Traditional leadership (instinctive, non-reflective) is being replaced by ‘intentional leadership’ powered by eight core capabilities.

 

Increased stakeholder expectations, a rapidly changing workforce and digital dominance are just a few of the elements making leadership as challenging today as it has ever been. Through a decade of study, observation and practice — plus hands-on engagement with a wide range of executives — I have explored the question of what leaders need to do differently to be successful in these extraordinary times.

One thing is certain: What got us here — instinctual, command-and-control, non-reflective leadership — is no longer effective. Being intentional about renewing one’s approach is now the gold standard. My work and teaching has enabled me to identify eight core capabilities that, together, define ‘intentional leadership.’

The discovery and exploration of how the ‘Big 8’ fit within leaders’ roles was debated and agreed-upon through 25 weeklong sessions with over 900 senior executives at the Rotman School of Management and BMO Financial Group. In my new book, I describe why leading with intention is so important and explain the Big 8 in detail. In this article I will share insights about two of the capabilities: personal adaptability and strategic agility.

 

CAPABILITY 1: PERSONAL ADAPTABILITY

Successful leaders are often asked, If you could name the skill that is most responsible for your success, what would it be? It’s a tough but fair question. Every leader should be able to prioritize the one, two or even three most-critical skills within their own context. During my decade of research for the book, virtually every leader I spoke to explicitly mentioned one particular skill: personal adaptability.

Personal adaptability requires specific beliefs, habits and intentions: Are you able to embrace the new or changing dimensions of a problem? Can you tackle unfamiliar territory with an open mind? Can you listen, learn, add value and, even if not in agreement, remain open? None of this is easily done. But such are the demands on the leader.

Due to the diverse range of sectors in which I have led and the varied geographies involved — local, national and international — adaptability has been a key requirement in my career from very early on. I strongly believe that my leadership journey would not have been nearly as successful had I not developed and continuously refined this capability. Two key characteristics of personal adaptability are one’s stance and mindset.

 

STANCE. Former Rotman School Dean Tiff Macklem, who now heads up the Bank of Canada, spoke to me about the technique of “always checking one’s stance” — sometimes counting on a whole new set of ‘muscles’ to meet the challenge before you: “In handling any crisis or new situation, solutions don’t come from a book. They inherently entail lots of potential risk. But you can’t be paralyzed or rely on old assumptions that worked before. Yes, you can be informed by them; but being intentional, open and adaptable enables you to react to the unanticipated and the unfamiliar.”

MINDSET. To begin or continue striving to be more adaptable, start with a pre-check of your mindset. As a leader, you own your mindset and beliefs — and therefore, the outcomes of your actions and decisions. It’s best not to wait until a difficult situation confronts you. The time to pre-check is now. Every leader can be intentional and deliberate and not leave their actions to pure instinct or gut feeling.

 

As a leader, you own your mindset and beliefs — and

therefore, the outcomes of your actions and decisions.

• [Source information]:
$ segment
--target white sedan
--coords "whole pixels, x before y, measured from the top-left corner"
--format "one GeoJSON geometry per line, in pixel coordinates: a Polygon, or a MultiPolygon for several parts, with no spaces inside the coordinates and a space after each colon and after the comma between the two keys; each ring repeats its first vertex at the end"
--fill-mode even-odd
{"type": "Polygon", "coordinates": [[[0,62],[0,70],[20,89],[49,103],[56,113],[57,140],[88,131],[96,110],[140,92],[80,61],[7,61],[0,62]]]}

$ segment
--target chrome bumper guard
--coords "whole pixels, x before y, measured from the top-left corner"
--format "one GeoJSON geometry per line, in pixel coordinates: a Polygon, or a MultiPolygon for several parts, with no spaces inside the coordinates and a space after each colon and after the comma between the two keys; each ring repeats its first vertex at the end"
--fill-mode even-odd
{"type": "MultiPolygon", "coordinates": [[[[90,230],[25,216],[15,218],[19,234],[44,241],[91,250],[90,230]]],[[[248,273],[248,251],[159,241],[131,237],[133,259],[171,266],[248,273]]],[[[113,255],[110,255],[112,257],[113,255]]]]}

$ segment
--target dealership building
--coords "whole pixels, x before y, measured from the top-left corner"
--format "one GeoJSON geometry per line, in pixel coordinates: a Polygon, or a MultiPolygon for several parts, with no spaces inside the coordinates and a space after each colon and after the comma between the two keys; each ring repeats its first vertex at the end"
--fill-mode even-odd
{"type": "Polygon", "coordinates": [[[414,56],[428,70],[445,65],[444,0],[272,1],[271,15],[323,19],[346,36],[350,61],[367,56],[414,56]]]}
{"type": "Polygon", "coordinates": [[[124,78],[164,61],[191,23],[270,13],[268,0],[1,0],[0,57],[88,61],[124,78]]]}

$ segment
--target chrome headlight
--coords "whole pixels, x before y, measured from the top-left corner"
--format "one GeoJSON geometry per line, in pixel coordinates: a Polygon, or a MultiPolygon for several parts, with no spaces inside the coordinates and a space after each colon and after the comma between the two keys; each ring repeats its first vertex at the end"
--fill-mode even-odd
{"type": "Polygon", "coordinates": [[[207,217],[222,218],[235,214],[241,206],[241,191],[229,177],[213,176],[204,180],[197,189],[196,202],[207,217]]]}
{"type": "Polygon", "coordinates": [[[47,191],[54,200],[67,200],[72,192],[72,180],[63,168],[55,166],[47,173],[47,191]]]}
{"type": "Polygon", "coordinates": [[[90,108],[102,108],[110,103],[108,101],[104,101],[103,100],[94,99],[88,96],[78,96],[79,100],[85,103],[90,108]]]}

• [Task brief]: Please rewrite everything from "MINDSET. To begin" down to "or gut feeling." in the intentional leadership article, substituting "review" for "pre-check".

• [Your response]:
MINDSET. To begin or continue striving to be more adaptable, start with a review of your mindset. As a leader, you own your mindset and beliefs — and therefore, the outcomes of your actions and decisions. It’s best not to wait until a difficult situation confronts you. The time to review is now. Every leader can be intentional and deliberate and not leave their actions to pure instinct or gut feeling.